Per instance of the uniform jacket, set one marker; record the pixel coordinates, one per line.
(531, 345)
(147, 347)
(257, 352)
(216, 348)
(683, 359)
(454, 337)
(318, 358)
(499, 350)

**********

• [Task prompt] Return every line of the records above that contains the string "coordinates". Copy each such line in full.

• [Output of the task]
Per instance of the uniform jacket, set one marker; record the pixel coordinates, one per line.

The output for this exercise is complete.